= EXCERPTED DATA =
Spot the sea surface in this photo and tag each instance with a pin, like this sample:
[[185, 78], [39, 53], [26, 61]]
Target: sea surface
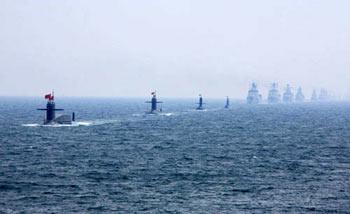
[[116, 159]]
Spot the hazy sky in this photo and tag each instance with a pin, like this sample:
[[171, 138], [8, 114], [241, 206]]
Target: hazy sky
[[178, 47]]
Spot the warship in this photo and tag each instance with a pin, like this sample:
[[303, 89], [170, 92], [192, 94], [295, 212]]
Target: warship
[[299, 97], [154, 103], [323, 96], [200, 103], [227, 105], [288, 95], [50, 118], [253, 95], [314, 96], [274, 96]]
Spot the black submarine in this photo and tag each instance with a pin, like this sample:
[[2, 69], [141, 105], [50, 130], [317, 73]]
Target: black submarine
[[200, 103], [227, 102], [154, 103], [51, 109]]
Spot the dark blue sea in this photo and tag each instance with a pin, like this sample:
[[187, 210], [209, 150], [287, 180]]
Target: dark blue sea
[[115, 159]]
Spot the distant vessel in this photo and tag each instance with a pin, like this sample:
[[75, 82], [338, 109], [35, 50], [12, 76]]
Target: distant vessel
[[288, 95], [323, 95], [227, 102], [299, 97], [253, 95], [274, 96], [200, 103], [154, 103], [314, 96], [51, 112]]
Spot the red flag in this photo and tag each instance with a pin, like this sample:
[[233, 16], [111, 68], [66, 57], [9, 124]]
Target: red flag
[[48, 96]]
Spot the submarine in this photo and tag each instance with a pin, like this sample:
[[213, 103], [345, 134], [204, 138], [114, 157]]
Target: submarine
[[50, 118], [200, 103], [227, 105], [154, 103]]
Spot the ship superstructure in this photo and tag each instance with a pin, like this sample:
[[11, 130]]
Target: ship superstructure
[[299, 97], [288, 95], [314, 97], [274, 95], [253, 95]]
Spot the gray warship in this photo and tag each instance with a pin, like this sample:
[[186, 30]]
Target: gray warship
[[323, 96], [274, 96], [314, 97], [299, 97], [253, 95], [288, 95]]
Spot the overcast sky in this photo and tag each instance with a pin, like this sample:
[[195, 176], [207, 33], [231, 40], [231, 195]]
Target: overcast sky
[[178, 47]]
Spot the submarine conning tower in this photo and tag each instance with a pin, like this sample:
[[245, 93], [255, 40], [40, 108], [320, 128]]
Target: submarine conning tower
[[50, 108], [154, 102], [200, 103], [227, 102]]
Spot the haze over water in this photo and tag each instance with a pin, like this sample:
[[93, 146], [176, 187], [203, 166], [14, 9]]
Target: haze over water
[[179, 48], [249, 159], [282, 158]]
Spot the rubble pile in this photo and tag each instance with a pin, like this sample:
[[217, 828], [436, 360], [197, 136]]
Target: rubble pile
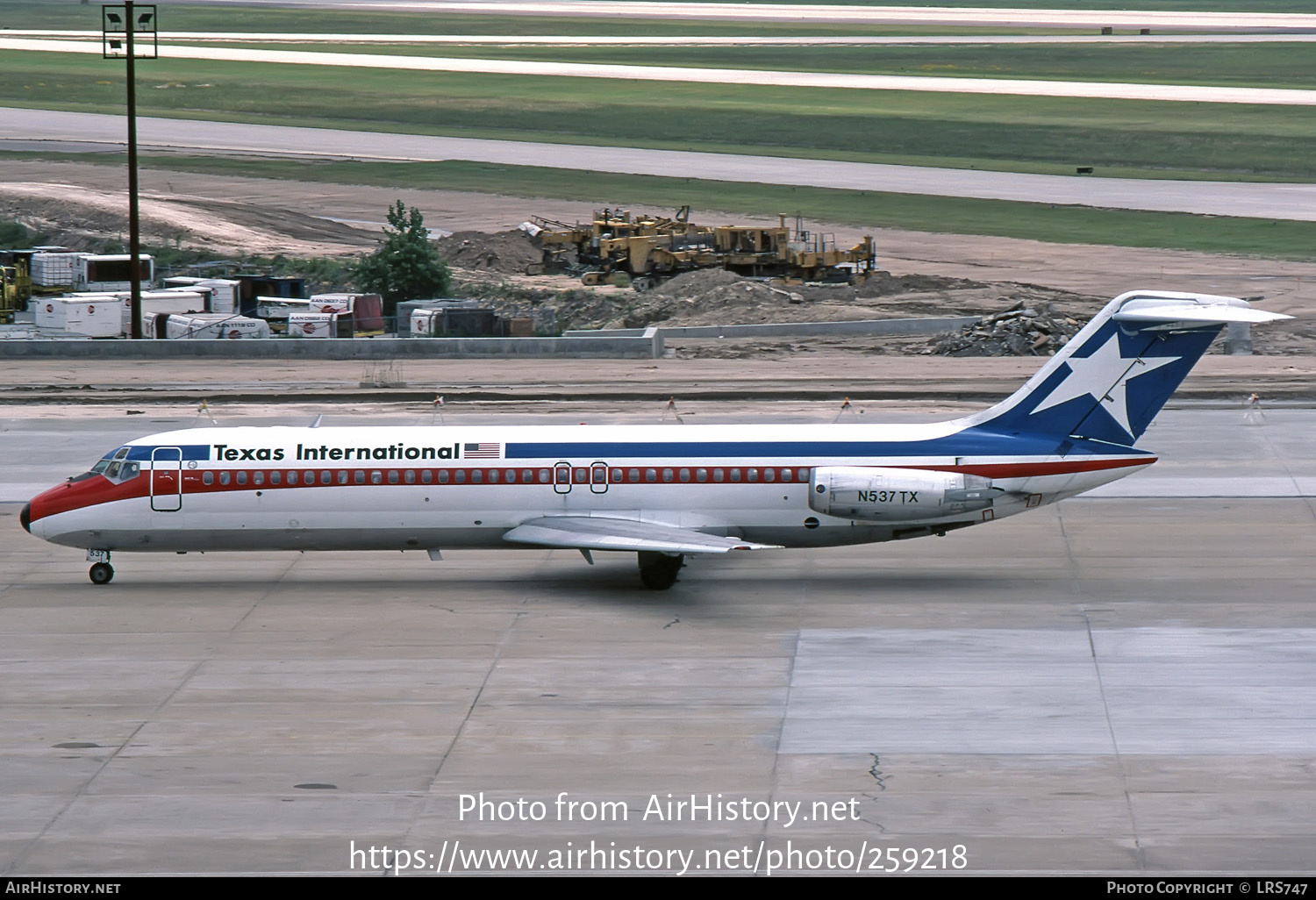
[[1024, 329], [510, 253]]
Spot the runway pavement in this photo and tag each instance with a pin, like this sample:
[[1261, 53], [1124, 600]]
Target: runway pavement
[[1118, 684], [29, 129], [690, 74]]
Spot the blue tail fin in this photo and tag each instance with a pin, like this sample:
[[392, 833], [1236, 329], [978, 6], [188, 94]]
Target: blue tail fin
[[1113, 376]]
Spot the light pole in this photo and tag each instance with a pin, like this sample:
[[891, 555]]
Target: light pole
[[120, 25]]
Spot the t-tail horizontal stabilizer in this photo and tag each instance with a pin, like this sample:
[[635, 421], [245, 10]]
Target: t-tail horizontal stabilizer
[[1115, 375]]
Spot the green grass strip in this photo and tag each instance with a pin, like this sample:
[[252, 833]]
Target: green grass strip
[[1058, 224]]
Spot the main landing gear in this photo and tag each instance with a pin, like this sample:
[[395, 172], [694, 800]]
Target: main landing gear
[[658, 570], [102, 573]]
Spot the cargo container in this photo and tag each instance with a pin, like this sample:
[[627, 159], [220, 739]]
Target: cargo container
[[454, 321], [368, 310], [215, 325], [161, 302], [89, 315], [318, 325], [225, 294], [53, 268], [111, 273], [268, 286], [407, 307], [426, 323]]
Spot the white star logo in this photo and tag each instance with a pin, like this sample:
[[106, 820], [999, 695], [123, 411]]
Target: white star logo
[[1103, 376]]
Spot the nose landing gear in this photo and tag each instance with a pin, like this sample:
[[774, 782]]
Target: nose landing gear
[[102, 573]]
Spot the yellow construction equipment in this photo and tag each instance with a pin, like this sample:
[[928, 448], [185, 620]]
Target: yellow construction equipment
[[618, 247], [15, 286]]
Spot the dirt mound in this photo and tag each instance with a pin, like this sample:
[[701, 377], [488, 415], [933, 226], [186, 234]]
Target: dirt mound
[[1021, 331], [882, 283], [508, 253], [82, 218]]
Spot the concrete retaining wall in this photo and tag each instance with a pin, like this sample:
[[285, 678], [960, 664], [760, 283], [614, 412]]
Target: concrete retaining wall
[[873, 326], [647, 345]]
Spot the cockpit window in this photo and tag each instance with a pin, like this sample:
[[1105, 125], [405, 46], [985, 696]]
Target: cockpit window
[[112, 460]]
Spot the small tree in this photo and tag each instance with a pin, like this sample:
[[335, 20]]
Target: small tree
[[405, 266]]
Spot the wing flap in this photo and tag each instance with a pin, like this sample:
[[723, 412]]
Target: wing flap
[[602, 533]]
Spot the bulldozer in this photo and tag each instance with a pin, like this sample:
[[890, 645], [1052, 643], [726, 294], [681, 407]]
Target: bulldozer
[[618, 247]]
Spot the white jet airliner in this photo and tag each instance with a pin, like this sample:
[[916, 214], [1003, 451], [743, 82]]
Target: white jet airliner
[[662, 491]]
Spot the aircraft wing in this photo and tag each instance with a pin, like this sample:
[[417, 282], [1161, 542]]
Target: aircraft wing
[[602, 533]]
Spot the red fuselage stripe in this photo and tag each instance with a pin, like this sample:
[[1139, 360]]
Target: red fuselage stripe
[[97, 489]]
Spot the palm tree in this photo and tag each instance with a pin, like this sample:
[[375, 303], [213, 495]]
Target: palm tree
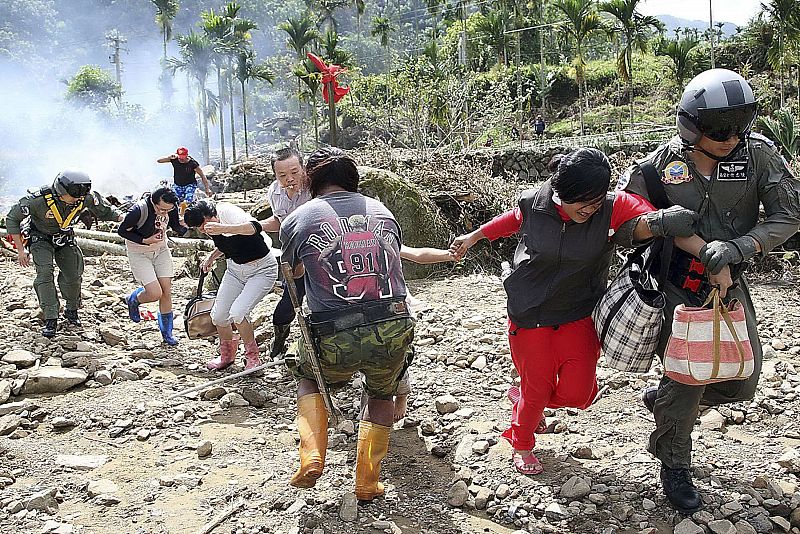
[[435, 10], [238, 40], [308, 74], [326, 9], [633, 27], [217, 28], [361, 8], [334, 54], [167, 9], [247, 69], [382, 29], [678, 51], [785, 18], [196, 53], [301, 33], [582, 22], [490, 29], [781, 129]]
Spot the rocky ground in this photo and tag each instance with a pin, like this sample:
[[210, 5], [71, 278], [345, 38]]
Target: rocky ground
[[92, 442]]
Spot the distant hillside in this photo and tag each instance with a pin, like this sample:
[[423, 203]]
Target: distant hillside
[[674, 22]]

...

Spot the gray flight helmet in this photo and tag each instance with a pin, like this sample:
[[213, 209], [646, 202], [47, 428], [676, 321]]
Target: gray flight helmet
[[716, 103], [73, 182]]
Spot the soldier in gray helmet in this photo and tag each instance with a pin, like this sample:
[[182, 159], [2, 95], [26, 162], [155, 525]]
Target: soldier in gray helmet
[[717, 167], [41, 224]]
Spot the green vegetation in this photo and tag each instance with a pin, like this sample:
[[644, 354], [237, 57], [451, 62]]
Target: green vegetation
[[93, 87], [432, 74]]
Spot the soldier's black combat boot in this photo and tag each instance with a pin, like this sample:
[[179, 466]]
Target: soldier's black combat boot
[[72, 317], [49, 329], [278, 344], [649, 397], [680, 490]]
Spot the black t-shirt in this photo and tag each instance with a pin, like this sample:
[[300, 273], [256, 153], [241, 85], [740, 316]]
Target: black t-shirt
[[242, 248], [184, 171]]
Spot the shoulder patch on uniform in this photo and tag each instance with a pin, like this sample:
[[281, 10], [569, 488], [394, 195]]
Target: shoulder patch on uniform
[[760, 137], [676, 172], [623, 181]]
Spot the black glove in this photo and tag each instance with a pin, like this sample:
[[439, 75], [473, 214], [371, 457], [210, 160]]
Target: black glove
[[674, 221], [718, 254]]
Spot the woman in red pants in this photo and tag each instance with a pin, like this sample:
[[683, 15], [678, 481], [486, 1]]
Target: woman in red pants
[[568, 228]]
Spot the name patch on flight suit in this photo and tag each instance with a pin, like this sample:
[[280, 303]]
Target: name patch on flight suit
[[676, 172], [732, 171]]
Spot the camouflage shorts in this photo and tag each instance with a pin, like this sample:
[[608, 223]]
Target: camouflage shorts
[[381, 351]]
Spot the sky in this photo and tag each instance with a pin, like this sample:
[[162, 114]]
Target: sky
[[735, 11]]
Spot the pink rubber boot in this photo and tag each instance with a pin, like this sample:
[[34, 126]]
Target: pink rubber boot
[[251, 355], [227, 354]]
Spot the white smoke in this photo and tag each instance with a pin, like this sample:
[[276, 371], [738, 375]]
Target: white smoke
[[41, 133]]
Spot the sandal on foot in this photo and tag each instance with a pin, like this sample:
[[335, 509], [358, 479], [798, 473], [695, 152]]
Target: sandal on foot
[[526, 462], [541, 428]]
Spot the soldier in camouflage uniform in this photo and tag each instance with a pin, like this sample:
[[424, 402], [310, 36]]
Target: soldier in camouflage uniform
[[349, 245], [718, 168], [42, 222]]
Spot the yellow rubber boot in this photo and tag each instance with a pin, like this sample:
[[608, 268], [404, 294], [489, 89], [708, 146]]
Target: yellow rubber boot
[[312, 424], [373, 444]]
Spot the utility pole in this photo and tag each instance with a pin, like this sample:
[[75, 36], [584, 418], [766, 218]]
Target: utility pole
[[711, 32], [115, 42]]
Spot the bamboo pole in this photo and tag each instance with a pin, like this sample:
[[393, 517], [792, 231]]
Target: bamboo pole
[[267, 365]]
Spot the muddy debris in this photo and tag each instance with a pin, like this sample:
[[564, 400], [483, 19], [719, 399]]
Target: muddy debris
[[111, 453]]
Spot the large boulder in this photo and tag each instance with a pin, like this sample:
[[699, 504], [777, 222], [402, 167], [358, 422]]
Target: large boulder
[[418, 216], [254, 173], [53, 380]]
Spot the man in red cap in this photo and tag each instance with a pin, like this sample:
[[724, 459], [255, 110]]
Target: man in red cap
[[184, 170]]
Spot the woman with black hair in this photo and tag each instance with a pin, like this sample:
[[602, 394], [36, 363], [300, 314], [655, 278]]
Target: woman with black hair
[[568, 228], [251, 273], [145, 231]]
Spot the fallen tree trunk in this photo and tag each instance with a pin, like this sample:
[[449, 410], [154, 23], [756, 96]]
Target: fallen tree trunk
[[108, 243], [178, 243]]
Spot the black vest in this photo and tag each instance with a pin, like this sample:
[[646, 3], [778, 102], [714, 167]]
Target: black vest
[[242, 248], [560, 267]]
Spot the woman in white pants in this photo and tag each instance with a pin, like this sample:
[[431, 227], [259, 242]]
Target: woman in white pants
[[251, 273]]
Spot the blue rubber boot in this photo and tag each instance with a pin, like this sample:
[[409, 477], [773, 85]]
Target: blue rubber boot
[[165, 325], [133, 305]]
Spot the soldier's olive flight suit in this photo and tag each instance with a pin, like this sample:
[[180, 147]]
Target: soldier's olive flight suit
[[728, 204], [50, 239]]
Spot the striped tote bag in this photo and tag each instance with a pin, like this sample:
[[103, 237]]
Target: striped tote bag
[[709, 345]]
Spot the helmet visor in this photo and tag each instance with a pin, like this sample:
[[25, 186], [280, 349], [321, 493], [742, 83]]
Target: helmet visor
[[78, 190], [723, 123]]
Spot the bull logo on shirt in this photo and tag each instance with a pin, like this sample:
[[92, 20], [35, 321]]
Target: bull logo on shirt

= TASK DESCRIPTION =
Print exactly the lines above that run from the one with "Target: ship superstructure" down to the one with "[[1261, 53], [1124, 600]]", and omit the pictures.

= RESPONSE TO THIS EXERCISE =
Target: ship superstructure
[[299, 97], [288, 95], [314, 97], [274, 95], [253, 95]]
Spot the gray warship in this photo and tag each instance with a pin, like this sample:
[[186, 30]]
Target: gray warship
[[323, 96], [274, 96], [314, 97], [299, 97], [253, 95], [288, 95]]
Spot the overcast sky in this photo and tag each instance with a pin, like this sample:
[[195, 176], [207, 33], [231, 40], [231, 195]]
Target: overcast sky
[[178, 47]]
Spot the submarine conning tower in this photo and tag each instance with a pin, like this sample:
[[245, 93], [255, 40], [40, 108], [320, 128]]
Target: submarine conning tower
[[50, 108], [154, 102], [200, 103], [227, 102]]
Spot the haze over water in this photo and tag each instance with a pin, like this sample:
[[93, 146], [176, 187], [203, 166], [14, 9]]
Target: haze over water
[[179, 48], [249, 159], [282, 158]]
Spot the rubble pile in this photo and tag each instance with a pin, like this sample:
[[217, 828], [436, 360], [197, 136]]
Target: rubble pile
[[1024, 329], [510, 253]]
Spot the runway pavement in this photo and tag each instance with a pin, like this sample:
[[1261, 53], [1124, 600]]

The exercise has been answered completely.